### Document excerpt

↓↓↓

On the contrary, Explanation 2 which deals with the information received during search and seizure operations under Section 132 requires fulfillment of pre-requisites conditions, noted hereinbefore, in the submission of the learned counsel appearing for the Revenue.
(24) The concept of Risk Management Strategy formulated by the Board is incorporated in Clause (i) of Explanation 1, as also specified in Clause 3 of the notification dated 29.03.2022 issued by the Central Government in accordance with the provisions of Explanation 1 clause (i) to Section 148, which is not applicable in the case of information received during the course of search and seizure under Section 132.
(25) From the language employed in the Explanation 1 and Explanation 2 to Section 148 of the Act’ 1961, we reach at an opinion that the method of automated allocation, i.e. for random allocation of cases through algorithm, or by using suitable technological tools, including artificial intelligence and machine learning, in accordance with risk management strategy formulated by the Board, as referred to in Explanation 1 clause (i) to Section 148 of the Act, for issuance of notice under Section 148 in a faceless manner, as per the scheme framed vide notification dated 29.03.2022, cannot be applied to the case of Search and Seizure under Section 132, where the Jurisdictional Assessing Officer (JAO) is required to record his satisfaction on the basis of the material for affirmation of opinion in an honest and bona fide manner.

↑↑↑

### Data provided

↓↓↓

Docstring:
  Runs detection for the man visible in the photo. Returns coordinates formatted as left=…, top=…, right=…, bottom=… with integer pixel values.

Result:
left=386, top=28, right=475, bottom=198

↑↑↑

### Your task
In the excerpt on Section 148 notices, what is the date of the Central Government notification issued under Explanation 1 clause (i) to Section 148? The listing comes from a separate source and is not part of the excerpt on Section 148 notices.

### Task solution
The notification is dated 29.03.2022.